State how many lines of the records below contain the string "flower" with case counting. Reply with the number alone.

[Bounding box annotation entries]

+ + + +

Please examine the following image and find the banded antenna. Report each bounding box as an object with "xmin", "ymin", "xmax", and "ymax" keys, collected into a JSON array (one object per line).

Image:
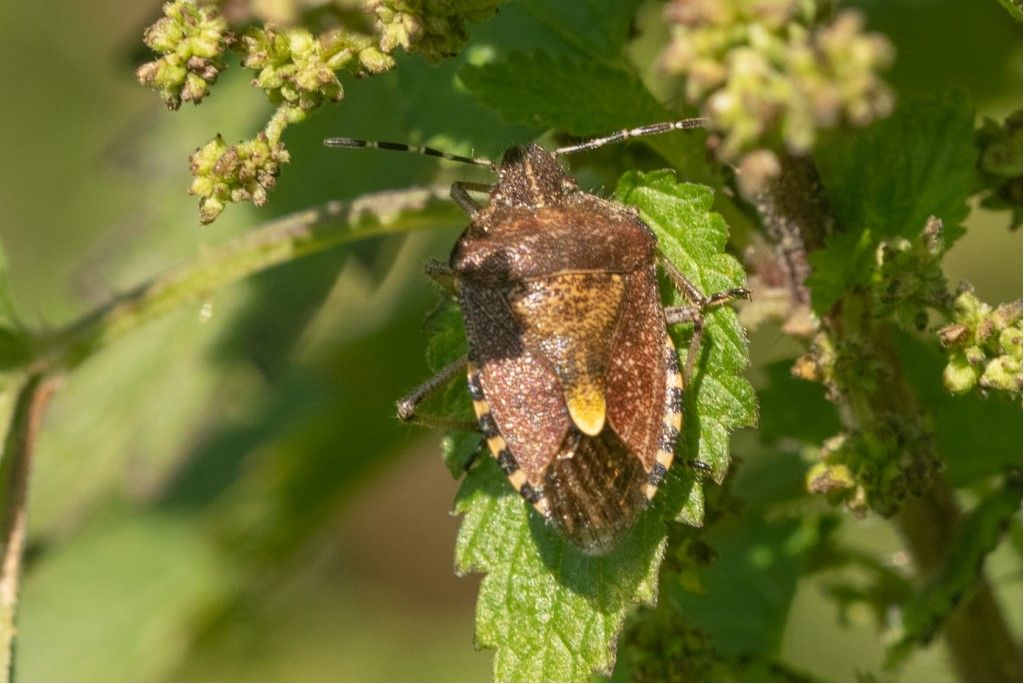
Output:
[
  {"xmin": 555, "ymin": 118, "xmax": 711, "ymax": 155},
  {"xmin": 324, "ymin": 138, "xmax": 495, "ymax": 170}
]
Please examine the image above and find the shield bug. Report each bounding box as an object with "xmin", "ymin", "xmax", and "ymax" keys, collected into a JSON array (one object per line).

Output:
[{"xmin": 325, "ymin": 119, "xmax": 749, "ymax": 555}]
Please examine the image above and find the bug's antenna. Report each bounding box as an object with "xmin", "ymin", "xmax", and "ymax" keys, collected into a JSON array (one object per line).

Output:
[
  {"xmin": 324, "ymin": 138, "xmax": 495, "ymax": 169},
  {"xmin": 555, "ymin": 118, "xmax": 711, "ymax": 155}
]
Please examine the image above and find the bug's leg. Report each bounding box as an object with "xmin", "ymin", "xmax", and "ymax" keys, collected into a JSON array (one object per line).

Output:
[
  {"xmin": 423, "ymin": 259, "xmax": 458, "ymax": 295},
  {"xmin": 396, "ymin": 355, "xmax": 477, "ymax": 432},
  {"xmin": 452, "ymin": 180, "xmax": 490, "ymax": 216},
  {"xmin": 659, "ymin": 254, "xmax": 751, "ymax": 385}
]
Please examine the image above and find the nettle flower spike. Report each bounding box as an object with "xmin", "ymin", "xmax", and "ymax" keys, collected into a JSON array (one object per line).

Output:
[
  {"xmin": 188, "ymin": 132, "xmax": 289, "ymax": 224},
  {"xmin": 242, "ymin": 28, "xmax": 394, "ymax": 112},
  {"xmin": 365, "ymin": 0, "xmax": 502, "ymax": 61},
  {"xmin": 135, "ymin": 0, "xmax": 234, "ymax": 110},
  {"xmin": 939, "ymin": 290, "xmax": 1022, "ymax": 394},
  {"xmin": 662, "ymin": 0, "xmax": 893, "ymax": 194}
]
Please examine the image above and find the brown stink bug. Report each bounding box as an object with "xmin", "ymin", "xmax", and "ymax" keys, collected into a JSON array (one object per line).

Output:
[{"xmin": 325, "ymin": 119, "xmax": 748, "ymax": 555}]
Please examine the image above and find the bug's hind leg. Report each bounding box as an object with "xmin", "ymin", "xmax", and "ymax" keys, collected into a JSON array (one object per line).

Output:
[
  {"xmin": 660, "ymin": 254, "xmax": 751, "ymax": 385},
  {"xmin": 396, "ymin": 355, "xmax": 477, "ymax": 432}
]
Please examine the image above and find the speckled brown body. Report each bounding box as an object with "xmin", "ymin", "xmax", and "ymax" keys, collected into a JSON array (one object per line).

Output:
[{"xmin": 450, "ymin": 145, "xmax": 682, "ymax": 554}]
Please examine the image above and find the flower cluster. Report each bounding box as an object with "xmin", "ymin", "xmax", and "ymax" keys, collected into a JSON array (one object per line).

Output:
[
  {"xmin": 806, "ymin": 418, "xmax": 940, "ymax": 516},
  {"xmin": 366, "ymin": 0, "xmax": 501, "ymax": 61},
  {"xmin": 136, "ymin": 0, "xmax": 234, "ymax": 110},
  {"xmin": 662, "ymin": 0, "xmax": 893, "ymax": 193},
  {"xmin": 241, "ymin": 27, "xmax": 394, "ymax": 112},
  {"xmin": 138, "ymin": 0, "xmax": 501, "ymax": 223},
  {"xmin": 870, "ymin": 216, "xmax": 952, "ymax": 332},
  {"xmin": 188, "ymin": 131, "xmax": 288, "ymax": 223},
  {"xmin": 939, "ymin": 290, "xmax": 1022, "ymax": 394}
]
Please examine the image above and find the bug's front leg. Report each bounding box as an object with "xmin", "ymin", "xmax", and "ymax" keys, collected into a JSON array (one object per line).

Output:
[
  {"xmin": 396, "ymin": 355, "xmax": 477, "ymax": 432},
  {"xmin": 658, "ymin": 253, "xmax": 751, "ymax": 385},
  {"xmin": 423, "ymin": 259, "xmax": 459, "ymax": 295},
  {"xmin": 452, "ymin": 180, "xmax": 490, "ymax": 217}
]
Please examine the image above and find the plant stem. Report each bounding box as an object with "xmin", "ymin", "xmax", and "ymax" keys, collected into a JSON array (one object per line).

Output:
[
  {"xmin": 0, "ymin": 374, "xmax": 56, "ymax": 682},
  {"xmin": 757, "ymin": 152, "xmax": 1021, "ymax": 681},
  {"xmin": 35, "ymin": 188, "xmax": 465, "ymax": 370}
]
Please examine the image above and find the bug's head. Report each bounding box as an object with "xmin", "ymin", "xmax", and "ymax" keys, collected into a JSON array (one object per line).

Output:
[{"xmin": 492, "ymin": 143, "xmax": 577, "ymax": 208}]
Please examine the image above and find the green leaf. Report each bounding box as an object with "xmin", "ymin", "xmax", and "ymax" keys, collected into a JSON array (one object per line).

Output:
[
  {"xmin": 887, "ymin": 473, "xmax": 1021, "ymax": 668},
  {"xmin": 507, "ymin": 0, "xmax": 640, "ymax": 61},
  {"xmin": 459, "ymin": 51, "xmax": 671, "ymax": 135},
  {"xmin": 758, "ymin": 359, "xmax": 842, "ymax": 444},
  {"xmin": 615, "ymin": 171, "xmax": 757, "ymax": 483},
  {"xmin": 999, "ymin": 0, "xmax": 1021, "ymax": 22},
  {"xmin": 807, "ymin": 96, "xmax": 977, "ymax": 313},
  {"xmin": 459, "ymin": 51, "xmax": 721, "ymax": 183},
  {"xmin": 444, "ymin": 171, "xmax": 756, "ymax": 681}
]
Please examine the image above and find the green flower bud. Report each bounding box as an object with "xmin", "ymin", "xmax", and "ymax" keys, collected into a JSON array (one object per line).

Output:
[
  {"xmin": 135, "ymin": 0, "xmax": 234, "ymax": 110},
  {"xmin": 942, "ymin": 350, "xmax": 979, "ymax": 394},
  {"xmin": 188, "ymin": 132, "xmax": 289, "ymax": 224},
  {"xmin": 662, "ymin": 0, "xmax": 893, "ymax": 162}
]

+ + + +

**Written response:**
3